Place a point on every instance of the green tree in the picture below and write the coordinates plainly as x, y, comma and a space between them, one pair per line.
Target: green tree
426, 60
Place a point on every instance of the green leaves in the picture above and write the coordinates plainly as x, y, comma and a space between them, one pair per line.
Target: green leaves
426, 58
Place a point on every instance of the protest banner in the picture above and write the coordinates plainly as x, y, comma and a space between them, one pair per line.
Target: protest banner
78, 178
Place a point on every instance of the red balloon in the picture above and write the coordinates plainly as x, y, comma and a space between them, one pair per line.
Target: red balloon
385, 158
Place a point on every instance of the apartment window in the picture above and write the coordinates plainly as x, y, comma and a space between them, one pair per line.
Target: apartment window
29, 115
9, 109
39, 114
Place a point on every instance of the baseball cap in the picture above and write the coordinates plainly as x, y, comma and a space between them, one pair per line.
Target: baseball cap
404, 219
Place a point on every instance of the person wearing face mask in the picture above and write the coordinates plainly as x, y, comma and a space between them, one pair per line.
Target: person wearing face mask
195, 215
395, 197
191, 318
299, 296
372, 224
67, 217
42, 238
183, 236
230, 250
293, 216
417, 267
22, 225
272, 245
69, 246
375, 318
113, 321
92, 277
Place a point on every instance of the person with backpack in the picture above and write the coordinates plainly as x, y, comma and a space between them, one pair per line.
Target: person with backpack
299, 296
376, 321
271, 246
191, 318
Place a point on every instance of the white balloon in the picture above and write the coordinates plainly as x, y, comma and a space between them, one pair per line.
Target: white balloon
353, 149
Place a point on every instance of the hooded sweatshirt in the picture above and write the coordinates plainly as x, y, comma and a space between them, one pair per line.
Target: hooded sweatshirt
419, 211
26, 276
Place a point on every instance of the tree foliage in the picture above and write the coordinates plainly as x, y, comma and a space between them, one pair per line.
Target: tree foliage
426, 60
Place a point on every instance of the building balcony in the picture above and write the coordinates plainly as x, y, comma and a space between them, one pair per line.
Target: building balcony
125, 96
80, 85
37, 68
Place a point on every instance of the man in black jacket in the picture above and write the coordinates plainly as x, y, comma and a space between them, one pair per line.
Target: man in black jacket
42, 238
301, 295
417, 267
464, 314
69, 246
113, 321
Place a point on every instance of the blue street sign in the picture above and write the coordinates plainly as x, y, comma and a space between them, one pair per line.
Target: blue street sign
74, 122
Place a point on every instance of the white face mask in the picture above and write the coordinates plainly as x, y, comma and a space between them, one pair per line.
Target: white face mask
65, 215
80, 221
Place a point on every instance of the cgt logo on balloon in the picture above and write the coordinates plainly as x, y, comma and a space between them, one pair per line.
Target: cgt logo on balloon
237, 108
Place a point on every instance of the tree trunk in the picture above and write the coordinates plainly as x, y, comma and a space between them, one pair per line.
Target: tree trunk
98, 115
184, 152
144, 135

--------------------

TASK OBJECTIVE :: Once the line with "Target: blue street sign" is found, transcribe it and each line after it through the final line of the entries, exactly and only.

PROBLEM SOLUTION ::
Target: blue street sign
74, 122
Place a point on every instance of the white face mask in the picture above and write the coordinates plainly as x, y, comma and a space between them, one pair per line.
Target: white face mask
65, 215
80, 221
Place a point on every instance of the cgt logo on balloon in the picture above and write the coordinates plainly as x, y, comma and a space between them, one pair per line.
Target: cgt logo on balloon
237, 108
Place a point on every instance of the tree trunk in the picture above and write the coordinates plainly as x, y, comma and a space between them, one pair per line.
Target: tree trunk
98, 115
184, 152
144, 135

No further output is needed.